**EXERCISE AIM:**
Return the data below in full, exactly as it stands.

Region pointing data
·····

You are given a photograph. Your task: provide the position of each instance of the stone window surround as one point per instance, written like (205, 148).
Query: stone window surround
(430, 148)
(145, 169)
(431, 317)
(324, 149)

·····

**RESULT FOR THIS EXERCISE:**
You are given a photograph. Your task: provide the position of each instance of the stone window surround as one point per instance, written like (205, 148).
Query: stone window surround
(430, 148)
(145, 169)
(431, 317)
(324, 149)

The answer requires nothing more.